Finados, ancestralidade e um pequeno conto sobre a carência, por Matê da Luz

Finados, ancestralidade e um pequeno conto sobre a carência pra lavar a alma

Por Matê da Luz

Fazer parte, estar inserida, presente no contexto – estas são afirmações que sempre são marcadas com um X enorme no meu questionário individual. Tão marcadas que de uns tempos pra cá venho sendo cobrada – inclusive em temas relacionados à saúde – sobre a parte realente individual que me cabe. 

Explico: além da vontade natural e inerente ao ser humano em pertencer, carrego em mim uma carga de energias carentes que, fundadas ou não, fazem parte do meu ser desde que me conheço por gente. 

O que é que a carência em excesso traz de ruim, afinal de contas?

Quem é carente faz de tudo um tanto pra ser e estar e isso, alguns nascem sabendo e outros (como eu) não, pode ter efeitos sérios, que vão desde a não consolidação da auto-imagem, passando pela manutenção codependente da auto-estima e culminando em algumas questões mais profundas que, não por acaso, permeiam tudo o que tem relação com o ser si mesmo (o tal do auto que precede a estima, a imagem e tantos outros).

• [O que fazer]
Transcreva palavra por palavra, do título à última frase, o texto acima sobre Finados e a carência.

• [Listagem]
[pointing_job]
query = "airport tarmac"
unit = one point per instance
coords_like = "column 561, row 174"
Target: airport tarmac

• [Resultado]
Finados, ancestralidade e um pequeno conto sobre a carência, por Matê da Luz

Finados, ancestralidade e um pequeno conto sobre a carência pra lavar a alma

Por Matê da Luz

Fazer parte, estar inserida, presente no contexto – estas são afirmações que sempre são marcadas com um X enorme no meu questionário individual. Tão marcadas que de uns tempos pra cá venho sendo cobrada – inclusive em temas relacionados à saúde – sobre a parte realente individual que me cabe. 

Explico: além da vontade natural e inerente ao ser humano em pertencer, carrego em mim uma carga de energias carentes que, fundadas ou não, fazem parte do meu ser desde que me conheço por gente. 

O que é que a carência em excesso traz de ruim, afinal de contas?

Quem é carente faz de tudo um tanto pra ser e estar e isso, alguns nascem sabendo e outros (como eu) não, pode ter efeitos sérios, que vão desde a não consolidação da auto-imagem, passando pela manutenção codependente da auto-estima e culminando em algumas questões mais profundas que, não por acaso, permeiam tudo o que tem relação com o ser si mesmo (o tal do auto que precede a estima, a imagem e tantos outros).